#### Consigne
Pouvez-vous reprendre le passage de l'extrait à lire qui commence aux mots "Ultime recours" et s'arrête après "plus qu’une promesse.", en substituant "machines" à "centrifugeuses" ?

Ultime recours

Iran
Téhéran ne pliera pas. D. R.

Par Mohamed El-Maadi – Téhéran a désormais compris qu’on ne négocie pas avec l’histoire quand celle-ci est braquée. Le bombardement de ses sites nucléaires le 22 juin dernier par les Etats-Unis – avec la bénédiction d’Israël – n’a pas seulement détruit 18 000 centrifugeuses et plongé le programme atomique iranien dans l’ombre. Il a surtout éclairé un fait géopolitique majeur : seule la possession de l’arme nucléaire garantit aujourd’hui la survie des régimes souverains dans un Moyen-Orient que Washington rêve de transformer en parc d’attractions géostratégique, où chaque contrat vaut plus qu’une Constitution et chaque bombardier plus qu’une promesse.

Ce qui se joue dépasse l’Iran. C’est la question de savoir si un Etat, non-aligné sur les standards de Tel-Aviv et de Wall Street, peut encore exister sans subir les foudres d’une coalition américano-sioniste obsédée par le remodelage de la région. L’épisode de juin 2025 n’est que le dernier acte d’un cycle : l’Irak a été envahi, la Libye pulvérisée, l’Iran désormais ciblé. Chaque fois, le prétexte fut le même – armes prohibées, menace régionale, nécessité démocratique. Et chaque fois, l’objectif réel fut l’effondrement des Etats résistants.

L’Iran a appris. Depuis vingt ans, il avance dans le clair-obscur, négocie à reculons, gèle sans renoncer. La dernière salve américaine n’a pas brisé cette logique. Elle l’a radicalisée.

David E. Sanger, dans un papier dense du New York Times, montre bien que malgré l’ampleur des frappes, malgré les effets d’annonce de Trump, une incertitude majeure demeure : que reste-t-il réellement des capacités iraniennes ? Et surtout : combien de temps avant que Téhéran ne reconstruise en silence ce qui fut détruit dans le fracas ? Car si les installations sont tombées, les ingénieurs, les savoirs, les schémas, eux, sont intacts. L’Iran joue désormais à cache-cache avec les satellites, recompose ses infrastructures dans les entrailles de ses montagnes, dissémine ses technologies. L’objectif n’est plus la transparence mais la survie.

Ce n’est pas un hasard si, à peine la poussière des frappes retombée, le Parlement iranien votait l’expulsion des inspecteurs de l’AIEA et la suspension de toute discussion avec l’AIEA. Ce n’est pas un recul. C’est une bascule. L’Iran sait désormais que seule l’arme atomique le protégera du sort réservé aux pays qui refusent la soumission.

Washington, lui, ne cherche plus à convaincre. Il impose. À la table de Trump, entre un briefing sur les frappes et une réunion avec ses bailleurs évangélistes, traînent des ouvrages sur le sionisme chrétien – cette idéologie fusionnelle qui veut faire du destin d’Israël le cœur battant de l’Amérique impériale. Ce n’est pas un détail. C’est la matrice. Pour cette administration, le Moyen-Orient n’est qu’un immense casino messianique où l’Amérique doit miser, gagner, et que les Arabes doivent servir ou quitter.

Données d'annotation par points
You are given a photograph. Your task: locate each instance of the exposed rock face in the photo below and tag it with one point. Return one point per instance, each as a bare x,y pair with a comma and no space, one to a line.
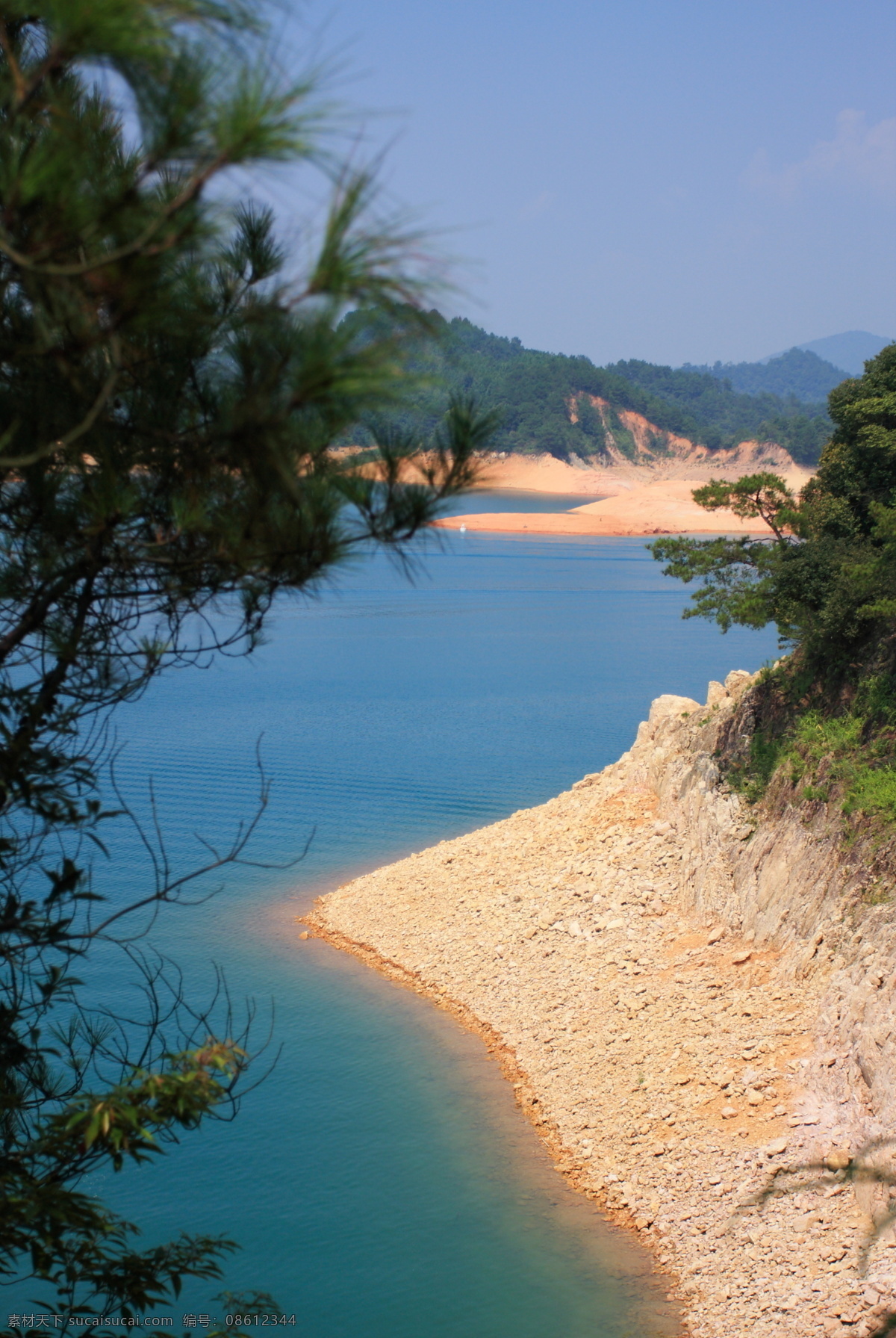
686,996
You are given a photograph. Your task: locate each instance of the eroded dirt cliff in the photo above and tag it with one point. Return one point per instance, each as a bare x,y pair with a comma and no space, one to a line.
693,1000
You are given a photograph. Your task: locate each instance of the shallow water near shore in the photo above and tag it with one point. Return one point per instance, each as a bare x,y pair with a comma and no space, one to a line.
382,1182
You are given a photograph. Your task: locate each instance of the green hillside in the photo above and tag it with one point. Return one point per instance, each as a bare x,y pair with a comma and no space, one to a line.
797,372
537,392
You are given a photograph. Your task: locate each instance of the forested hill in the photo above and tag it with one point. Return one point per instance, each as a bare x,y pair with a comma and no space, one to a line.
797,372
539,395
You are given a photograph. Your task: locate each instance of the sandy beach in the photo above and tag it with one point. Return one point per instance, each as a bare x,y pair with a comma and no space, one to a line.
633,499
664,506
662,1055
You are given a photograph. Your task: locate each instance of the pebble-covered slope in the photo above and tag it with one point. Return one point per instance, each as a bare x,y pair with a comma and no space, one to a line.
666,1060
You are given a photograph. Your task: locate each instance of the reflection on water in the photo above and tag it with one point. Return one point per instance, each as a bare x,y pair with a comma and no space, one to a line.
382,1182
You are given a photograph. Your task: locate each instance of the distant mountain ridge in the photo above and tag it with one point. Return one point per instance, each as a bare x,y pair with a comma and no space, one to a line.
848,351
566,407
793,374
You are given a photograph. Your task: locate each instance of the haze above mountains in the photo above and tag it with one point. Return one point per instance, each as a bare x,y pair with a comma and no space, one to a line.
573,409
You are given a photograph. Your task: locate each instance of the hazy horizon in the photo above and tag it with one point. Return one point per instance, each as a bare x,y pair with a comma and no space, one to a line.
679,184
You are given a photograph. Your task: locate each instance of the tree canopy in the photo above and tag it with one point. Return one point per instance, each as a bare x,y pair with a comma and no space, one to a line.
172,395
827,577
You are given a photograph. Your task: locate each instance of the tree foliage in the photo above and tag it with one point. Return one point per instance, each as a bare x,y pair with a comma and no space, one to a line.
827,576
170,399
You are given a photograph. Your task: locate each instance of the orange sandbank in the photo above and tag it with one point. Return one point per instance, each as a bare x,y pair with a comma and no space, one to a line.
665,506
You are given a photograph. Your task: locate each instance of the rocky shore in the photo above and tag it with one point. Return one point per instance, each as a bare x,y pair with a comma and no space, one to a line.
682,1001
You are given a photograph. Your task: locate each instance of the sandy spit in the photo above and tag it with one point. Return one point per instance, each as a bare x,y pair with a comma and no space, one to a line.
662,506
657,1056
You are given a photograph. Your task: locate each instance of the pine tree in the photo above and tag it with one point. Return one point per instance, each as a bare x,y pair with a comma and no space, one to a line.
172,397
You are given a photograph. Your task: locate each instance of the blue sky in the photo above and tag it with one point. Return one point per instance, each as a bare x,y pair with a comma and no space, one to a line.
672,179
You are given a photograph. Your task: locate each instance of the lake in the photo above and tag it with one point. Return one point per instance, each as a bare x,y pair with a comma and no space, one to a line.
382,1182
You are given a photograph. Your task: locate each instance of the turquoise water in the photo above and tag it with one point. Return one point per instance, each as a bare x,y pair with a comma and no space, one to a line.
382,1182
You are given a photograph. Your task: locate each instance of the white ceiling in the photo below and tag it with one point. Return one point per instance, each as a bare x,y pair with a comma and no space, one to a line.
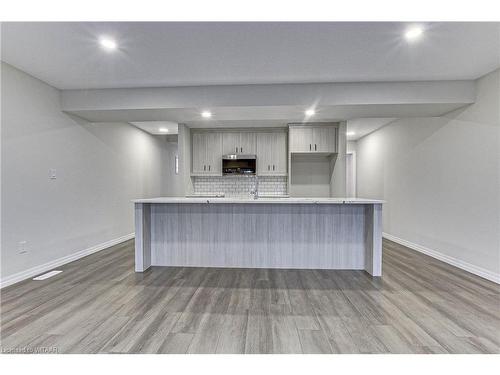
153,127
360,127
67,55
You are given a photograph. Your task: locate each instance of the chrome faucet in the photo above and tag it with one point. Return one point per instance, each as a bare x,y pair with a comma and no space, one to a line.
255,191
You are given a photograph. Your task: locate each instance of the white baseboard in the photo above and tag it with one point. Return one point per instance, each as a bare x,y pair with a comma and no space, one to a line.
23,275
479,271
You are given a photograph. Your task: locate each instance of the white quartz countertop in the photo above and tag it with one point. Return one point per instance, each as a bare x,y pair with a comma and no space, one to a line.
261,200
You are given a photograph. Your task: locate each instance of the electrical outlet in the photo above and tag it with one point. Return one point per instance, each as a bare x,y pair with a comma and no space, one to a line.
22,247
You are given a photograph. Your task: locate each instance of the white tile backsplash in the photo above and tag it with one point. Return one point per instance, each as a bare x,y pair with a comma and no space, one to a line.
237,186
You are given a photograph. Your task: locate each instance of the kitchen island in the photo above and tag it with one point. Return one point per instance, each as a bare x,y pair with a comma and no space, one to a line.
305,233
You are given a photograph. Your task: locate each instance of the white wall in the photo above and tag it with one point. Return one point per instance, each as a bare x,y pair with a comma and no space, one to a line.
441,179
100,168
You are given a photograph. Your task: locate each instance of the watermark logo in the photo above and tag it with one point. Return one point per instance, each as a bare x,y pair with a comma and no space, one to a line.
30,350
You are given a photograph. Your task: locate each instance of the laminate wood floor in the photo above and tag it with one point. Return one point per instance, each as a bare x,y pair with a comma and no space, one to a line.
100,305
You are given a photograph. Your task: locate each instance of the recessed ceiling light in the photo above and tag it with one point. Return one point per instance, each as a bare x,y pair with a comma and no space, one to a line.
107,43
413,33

==

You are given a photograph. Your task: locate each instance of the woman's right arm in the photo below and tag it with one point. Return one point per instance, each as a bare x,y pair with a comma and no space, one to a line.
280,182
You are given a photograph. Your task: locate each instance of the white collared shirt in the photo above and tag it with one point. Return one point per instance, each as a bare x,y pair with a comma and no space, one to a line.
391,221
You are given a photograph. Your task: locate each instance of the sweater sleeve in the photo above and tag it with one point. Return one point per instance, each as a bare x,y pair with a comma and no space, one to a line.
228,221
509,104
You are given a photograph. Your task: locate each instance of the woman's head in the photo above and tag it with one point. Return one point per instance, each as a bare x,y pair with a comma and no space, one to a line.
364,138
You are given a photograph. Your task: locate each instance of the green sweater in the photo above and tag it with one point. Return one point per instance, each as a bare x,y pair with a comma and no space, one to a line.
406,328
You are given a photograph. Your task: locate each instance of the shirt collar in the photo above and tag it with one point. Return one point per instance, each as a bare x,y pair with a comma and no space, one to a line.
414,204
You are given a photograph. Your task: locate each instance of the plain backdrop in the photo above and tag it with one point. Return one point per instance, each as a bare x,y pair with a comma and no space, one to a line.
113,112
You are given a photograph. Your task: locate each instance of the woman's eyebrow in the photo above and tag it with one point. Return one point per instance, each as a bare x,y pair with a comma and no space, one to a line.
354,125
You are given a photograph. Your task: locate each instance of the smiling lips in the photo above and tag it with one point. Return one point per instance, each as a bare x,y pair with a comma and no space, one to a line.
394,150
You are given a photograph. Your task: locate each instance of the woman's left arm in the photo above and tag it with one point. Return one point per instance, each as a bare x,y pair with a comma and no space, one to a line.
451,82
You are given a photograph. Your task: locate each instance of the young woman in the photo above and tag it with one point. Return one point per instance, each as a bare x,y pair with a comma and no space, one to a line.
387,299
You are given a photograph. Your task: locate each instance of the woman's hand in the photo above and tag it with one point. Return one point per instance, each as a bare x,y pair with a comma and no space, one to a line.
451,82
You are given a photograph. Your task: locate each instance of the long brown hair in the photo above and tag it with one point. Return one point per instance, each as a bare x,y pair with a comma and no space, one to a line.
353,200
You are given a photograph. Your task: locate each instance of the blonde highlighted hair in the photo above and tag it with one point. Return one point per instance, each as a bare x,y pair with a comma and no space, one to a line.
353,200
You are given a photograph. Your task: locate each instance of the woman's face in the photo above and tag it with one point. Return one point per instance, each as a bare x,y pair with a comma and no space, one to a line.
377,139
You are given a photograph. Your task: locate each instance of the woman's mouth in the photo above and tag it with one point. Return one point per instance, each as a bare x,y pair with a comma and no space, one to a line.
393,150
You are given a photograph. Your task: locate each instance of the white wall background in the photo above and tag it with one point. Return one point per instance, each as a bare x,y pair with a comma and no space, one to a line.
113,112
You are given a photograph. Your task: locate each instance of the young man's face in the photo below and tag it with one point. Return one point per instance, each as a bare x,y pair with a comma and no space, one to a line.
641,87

#### Votre réponse
Ultime recours

Iran
Téhéran ne pliera pas. D. R.

Par Mohamed El-Maadi – Téhéran a désormais compris qu’on ne négocie pas avec l’histoire quand celle-ci est braquée. Le bombardement de ses sites nucléaires le 22 juin dernier par les Etats-Unis – avec la bénédiction d’Israël – n’a pas seulement détruit 18 000 machines et plongé le programme atomique iranien dans l’ombre. Il a surtout éclairé un fait géopolitique majeur : seule la possession de l’arme nucléaire garantit aujourd’hui la survie des régimes souverains dans un Moyen-Orient que Washington rêve de transformer en parc d’attractions géostratégique, où chaque contrat vaut plus qu’une Constitution et chaque bombardier plus qu’une promesse.